SELECTED PASSAGE »
════

BY GOLLY. How fast a year goes by, and how much one can change in it.
In order for you to understand the genuine awe and heartfelt gratitude I'm about to express, I need to tell a little tale I don't usually talk about. I don't deny it nor avoid it - I simply don't like to shove it up people's faces. But it's true.
When I moved to Paris, I was chasing a dream. I had obtained a visa by a miracle and spent half of my year-long savings in getting it - so I had 1000 euros in my pocket, a couple of friends I could crash on while I found a room, one suitcase, and an mp3. I was terrified at the airport, once it sank in this was, indeed, France - 11 hours of flight away from home.
My youngest brother gave me a playlist for me to listen on the plane, but to avoid jet lag I slept through the entire flight. Seeing as I was terrified to step out of the airport and begin facing not having a clue of what to do or how to become a paid illustrator, I sat down and listened to it.
One of the songs was Cloud Cult's "You'll be Bright". At that moment, the lyrics brought tears. In retrospective, they were prophetic.
Two years later, I had done everything to stay alive. I babysat, I worked in a small video game company, I got a scholarship. I used credit cards, I borrowed money, I made friends, I fell in love and got heart-broken. I sent out portfolios, I learned french, I met people in the industry, I got rejection letters. And in June 11th, after a very intense streak of work on my portfolio to finally master Photoshop and work faster, I got the Bright e-mail.
It's been quite a year. My life has been turned around completely: my first assignment was to draw some dogs on a street, I now have my own dog that I got to force me to go out for walks because I have so much work I could be shut in all day in the gorgeous apartment I call home, in the beautiful city I love. I've worked with Random House, Top That, Pearson, ABDO publishing and Benchmark - my first book is about to be released for sale and I'm working on the sequel. Somethings won't change, of course: I still feel a thrill of wealth whenever I buy a pain au chocolat (a left over from the times when 1 euro was impossible to afford), and I still delight myself in knowing the city better than most because of the time I spent walking it to avoid paying for the metro. But everything else did change.

════

MATERIAL SUPPLIED »
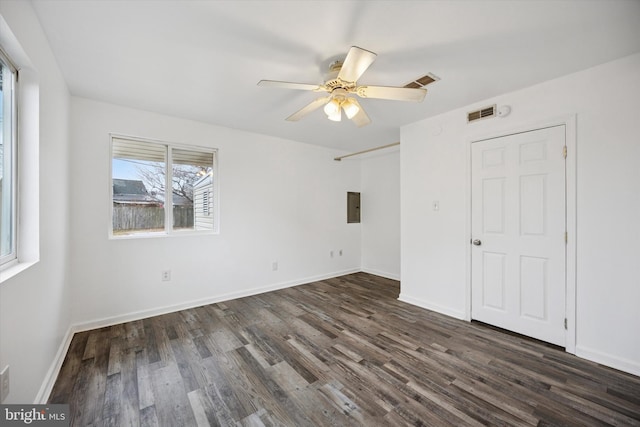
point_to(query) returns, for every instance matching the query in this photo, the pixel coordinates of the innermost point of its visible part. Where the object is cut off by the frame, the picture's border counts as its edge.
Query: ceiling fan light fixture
(335, 117)
(350, 108)
(332, 107)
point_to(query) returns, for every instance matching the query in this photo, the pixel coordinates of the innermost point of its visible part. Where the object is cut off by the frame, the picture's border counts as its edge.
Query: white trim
(53, 372)
(615, 362)
(570, 123)
(384, 274)
(432, 307)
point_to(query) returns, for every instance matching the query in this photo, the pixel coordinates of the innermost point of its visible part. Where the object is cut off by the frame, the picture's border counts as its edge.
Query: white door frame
(570, 270)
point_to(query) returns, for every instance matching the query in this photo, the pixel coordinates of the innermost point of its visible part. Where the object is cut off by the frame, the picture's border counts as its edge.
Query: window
(142, 171)
(8, 162)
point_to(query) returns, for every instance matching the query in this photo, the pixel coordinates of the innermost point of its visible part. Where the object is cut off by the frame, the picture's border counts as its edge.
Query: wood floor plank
(337, 352)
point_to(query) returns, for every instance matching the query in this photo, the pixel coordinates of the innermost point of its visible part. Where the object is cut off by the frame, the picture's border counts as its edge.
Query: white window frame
(168, 206)
(27, 132)
(11, 258)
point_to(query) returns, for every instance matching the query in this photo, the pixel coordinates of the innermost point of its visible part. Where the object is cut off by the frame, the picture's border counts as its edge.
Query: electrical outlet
(4, 383)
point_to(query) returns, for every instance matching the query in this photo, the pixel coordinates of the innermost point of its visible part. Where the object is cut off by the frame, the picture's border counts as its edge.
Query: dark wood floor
(332, 353)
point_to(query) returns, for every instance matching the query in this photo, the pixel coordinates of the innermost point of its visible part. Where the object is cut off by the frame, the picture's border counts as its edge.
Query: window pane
(191, 180)
(139, 181)
(7, 164)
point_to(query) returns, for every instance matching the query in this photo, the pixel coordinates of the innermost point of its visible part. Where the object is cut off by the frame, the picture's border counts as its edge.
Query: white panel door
(518, 233)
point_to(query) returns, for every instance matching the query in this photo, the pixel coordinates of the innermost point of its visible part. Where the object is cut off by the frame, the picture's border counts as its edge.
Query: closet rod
(337, 159)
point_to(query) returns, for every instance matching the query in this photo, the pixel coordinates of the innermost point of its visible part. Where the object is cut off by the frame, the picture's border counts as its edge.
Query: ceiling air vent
(422, 81)
(483, 113)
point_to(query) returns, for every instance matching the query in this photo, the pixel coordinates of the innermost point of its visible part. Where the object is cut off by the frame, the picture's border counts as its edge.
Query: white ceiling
(202, 59)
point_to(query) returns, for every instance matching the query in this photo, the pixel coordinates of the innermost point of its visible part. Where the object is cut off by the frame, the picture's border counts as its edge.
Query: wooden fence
(131, 217)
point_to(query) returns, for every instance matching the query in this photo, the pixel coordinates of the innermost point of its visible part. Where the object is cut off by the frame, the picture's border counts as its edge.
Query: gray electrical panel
(353, 207)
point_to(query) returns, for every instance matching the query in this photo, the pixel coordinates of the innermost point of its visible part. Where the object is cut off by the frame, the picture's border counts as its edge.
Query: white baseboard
(430, 306)
(56, 365)
(143, 314)
(54, 369)
(615, 362)
(381, 273)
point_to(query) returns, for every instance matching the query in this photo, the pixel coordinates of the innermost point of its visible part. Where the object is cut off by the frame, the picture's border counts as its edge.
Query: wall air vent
(483, 113)
(422, 81)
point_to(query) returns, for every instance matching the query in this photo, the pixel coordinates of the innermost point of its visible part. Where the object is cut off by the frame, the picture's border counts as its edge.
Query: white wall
(35, 304)
(280, 201)
(380, 203)
(435, 166)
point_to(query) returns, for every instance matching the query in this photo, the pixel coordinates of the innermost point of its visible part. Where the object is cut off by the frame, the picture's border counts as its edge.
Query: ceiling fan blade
(290, 85)
(361, 118)
(393, 93)
(313, 105)
(355, 64)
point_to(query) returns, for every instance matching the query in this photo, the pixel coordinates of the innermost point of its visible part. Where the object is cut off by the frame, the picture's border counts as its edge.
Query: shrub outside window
(159, 188)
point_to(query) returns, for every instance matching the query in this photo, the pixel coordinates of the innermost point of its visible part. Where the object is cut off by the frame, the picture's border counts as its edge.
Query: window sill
(13, 269)
(164, 235)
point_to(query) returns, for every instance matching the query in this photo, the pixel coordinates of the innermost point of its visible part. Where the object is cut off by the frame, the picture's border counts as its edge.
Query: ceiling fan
(341, 83)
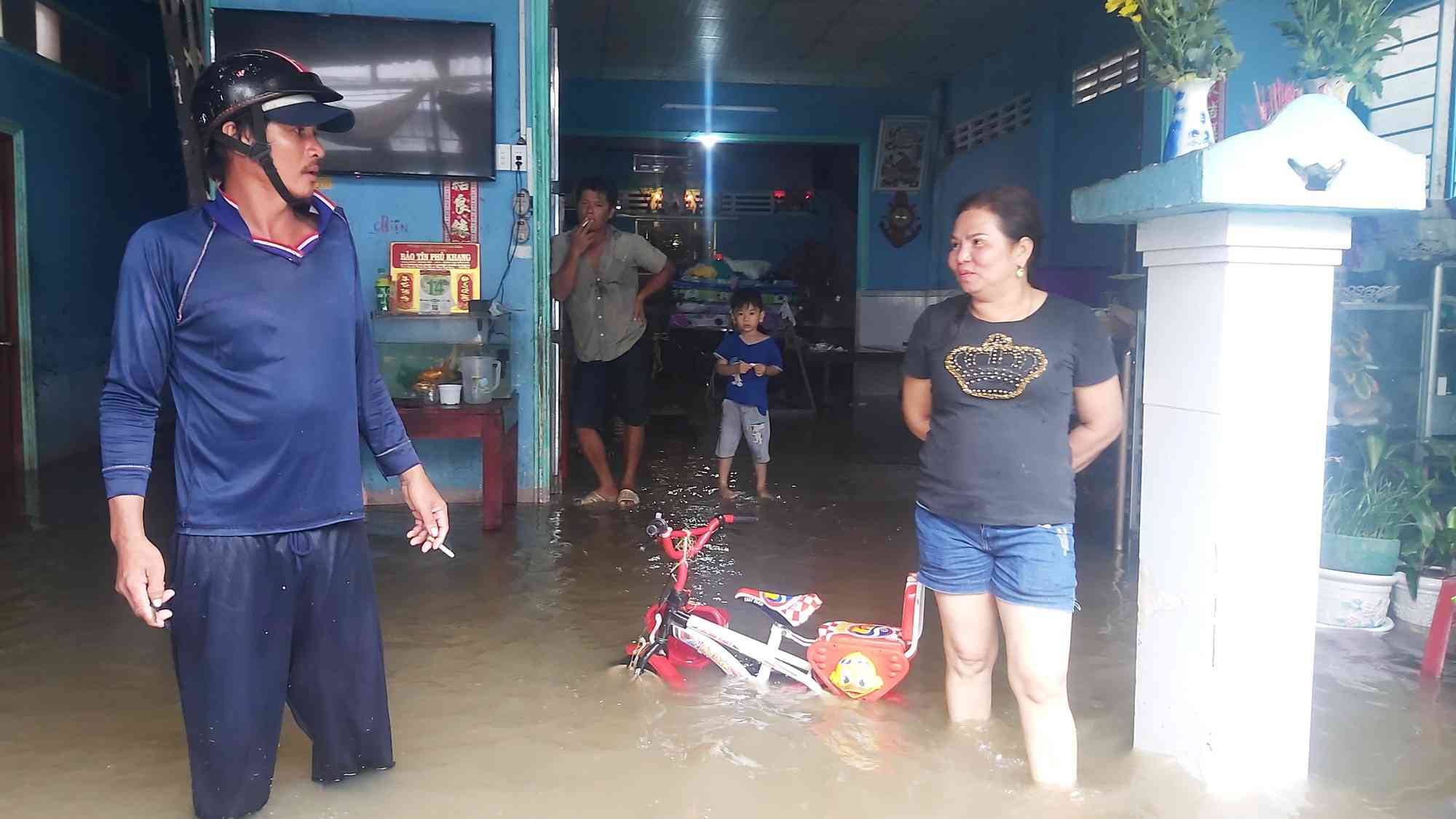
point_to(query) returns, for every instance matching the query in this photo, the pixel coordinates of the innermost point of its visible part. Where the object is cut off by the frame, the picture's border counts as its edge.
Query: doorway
(12, 439)
(778, 215)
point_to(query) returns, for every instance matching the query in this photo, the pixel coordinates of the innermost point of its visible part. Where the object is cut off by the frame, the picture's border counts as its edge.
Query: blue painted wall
(1064, 149)
(97, 170)
(739, 167)
(637, 107)
(385, 210)
(1266, 56)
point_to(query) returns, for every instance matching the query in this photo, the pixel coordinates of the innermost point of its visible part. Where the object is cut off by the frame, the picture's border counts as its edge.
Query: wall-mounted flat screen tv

════

PROMPT 1 »
Answer these three questions from the post about moving to Paris:
(a) How much money did the writer have in their pocket on arriving in Paris?
(b) Which song on the playlist brought the writer to tears at the airport?
(c) What was the writer's first illustration assignment?
PROMPT 2 »
Turn the paragraph of the post about moving to Paris that begins "Two years later, I had done everything to stay alive" into a short bulleted list that keeps its main facts.
PROMPT 3 »
Reproduce the post about moving to Paris between "When I moved" and "away from home.", inclusive.

WORKED SOLUTION 1 »
(a) 1000 euros.
(b) Cloud Cult's "You'll be Bright".
(c) To draw some dogs on a street.

WORKED SOLUTION 2 »
- Two years later, the writer had done everything to stay alive.
- Jobs and support: babysitting, work at a small video game company, and a scholarship.
- Money: used credit cards and borrowed money.
- Personal life: made friends, fell in love, and got heartbroken.
- Career efforts: sent out portfolios, learned French, met people in the industry, and got rejection letters.
- On June 11th, after an intense streak of portfolio work to master Photoshop and work faster, the Bright e-mail arrived.

WORKED SOLUTION 3 »
When I moved to Paris, I was chasing a dream. I had obtained a visa by a miracle and spent half of my year-long savings in getting it - so I had 1000 euros in my pocket, a couple of friends I could crash on while I found a room, one suitcase, and an mp3. I was terrified at the airport, once it sank in this was, indeed, France - 11 hours of flight away from home.